— EXERCISE PROMPT —
Transcribe verbatim the span of lines that opens with the line containing "[point] at the metal" and closes with the last line of the data below.

Items from a data source
- Opening Delimiter -
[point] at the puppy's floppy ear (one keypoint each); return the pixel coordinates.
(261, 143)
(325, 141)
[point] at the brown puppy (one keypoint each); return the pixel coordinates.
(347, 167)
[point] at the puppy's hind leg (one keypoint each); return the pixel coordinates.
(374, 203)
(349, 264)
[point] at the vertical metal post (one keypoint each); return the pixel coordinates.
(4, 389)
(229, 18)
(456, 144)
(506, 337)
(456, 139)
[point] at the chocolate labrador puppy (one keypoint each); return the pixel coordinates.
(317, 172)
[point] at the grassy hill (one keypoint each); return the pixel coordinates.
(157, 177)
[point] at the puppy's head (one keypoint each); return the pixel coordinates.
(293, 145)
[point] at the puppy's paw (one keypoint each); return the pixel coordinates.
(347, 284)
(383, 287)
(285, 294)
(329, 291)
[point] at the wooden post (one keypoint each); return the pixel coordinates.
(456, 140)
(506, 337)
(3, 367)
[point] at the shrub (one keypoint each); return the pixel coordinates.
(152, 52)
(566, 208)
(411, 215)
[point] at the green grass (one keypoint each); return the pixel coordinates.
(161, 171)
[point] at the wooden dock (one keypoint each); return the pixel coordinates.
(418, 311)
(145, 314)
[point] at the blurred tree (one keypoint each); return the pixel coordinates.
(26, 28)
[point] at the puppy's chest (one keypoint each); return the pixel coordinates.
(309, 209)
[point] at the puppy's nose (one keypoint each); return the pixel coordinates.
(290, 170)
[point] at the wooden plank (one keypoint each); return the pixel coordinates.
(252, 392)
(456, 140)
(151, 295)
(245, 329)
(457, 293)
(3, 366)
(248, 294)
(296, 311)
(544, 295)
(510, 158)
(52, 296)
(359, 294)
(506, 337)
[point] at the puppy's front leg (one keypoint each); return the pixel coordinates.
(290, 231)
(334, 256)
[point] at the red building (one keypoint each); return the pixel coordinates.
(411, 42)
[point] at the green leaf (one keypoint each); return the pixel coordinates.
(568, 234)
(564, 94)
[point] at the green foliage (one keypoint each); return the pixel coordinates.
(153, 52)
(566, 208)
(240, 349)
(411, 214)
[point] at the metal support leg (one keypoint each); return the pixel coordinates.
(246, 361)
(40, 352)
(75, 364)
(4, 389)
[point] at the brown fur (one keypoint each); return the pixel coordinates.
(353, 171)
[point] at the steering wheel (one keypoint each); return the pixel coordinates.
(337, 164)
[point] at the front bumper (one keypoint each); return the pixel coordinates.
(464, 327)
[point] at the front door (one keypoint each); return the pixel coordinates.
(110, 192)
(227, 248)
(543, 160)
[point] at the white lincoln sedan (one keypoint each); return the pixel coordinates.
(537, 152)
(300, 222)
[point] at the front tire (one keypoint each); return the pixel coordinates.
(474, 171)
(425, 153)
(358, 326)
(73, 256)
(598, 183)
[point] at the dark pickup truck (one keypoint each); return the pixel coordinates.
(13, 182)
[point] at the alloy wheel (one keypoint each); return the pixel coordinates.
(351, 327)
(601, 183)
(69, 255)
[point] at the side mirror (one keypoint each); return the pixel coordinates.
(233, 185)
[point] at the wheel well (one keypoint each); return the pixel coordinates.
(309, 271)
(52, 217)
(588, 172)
- Closing Delimiter -
— REPLY TO THE EXERCISE —
[point] at the metal support leg (one keypoint each); return the pixel coordinates.
(246, 361)
(40, 352)
(75, 364)
(4, 389)
[point] at the brown fur (one keypoint each); return the pixel coordinates.
(353, 171)
[point] at the steering wheel (one keypoint each); return the pixel coordinates.
(337, 164)
[point] at the front bumper (one keypoint each); return the pixel coordinates.
(464, 327)
[point] at the front door (one keypoint each); return the pixel coordinates.
(110, 192)
(227, 248)
(543, 160)
[point] at the white lincoln sedan (one keypoint each); return the pixel coordinates.
(537, 152)
(300, 222)
[point] at the front tire (one keypoint each); return the pixel coordinates.
(474, 171)
(425, 153)
(358, 326)
(73, 256)
(598, 183)
[point] at the dark pickup truck (one keypoint each); return the pixel coordinates.
(13, 182)
[point] at the alloy wheel (one keypoint each); return the pixel coordinates.
(351, 327)
(601, 183)
(69, 255)
[point] at the side mirror (one keypoint each); return the pixel coordinates.
(233, 185)
[point] at the wheel well (one keypoint each); return the pixel coordinates.
(309, 271)
(52, 217)
(588, 172)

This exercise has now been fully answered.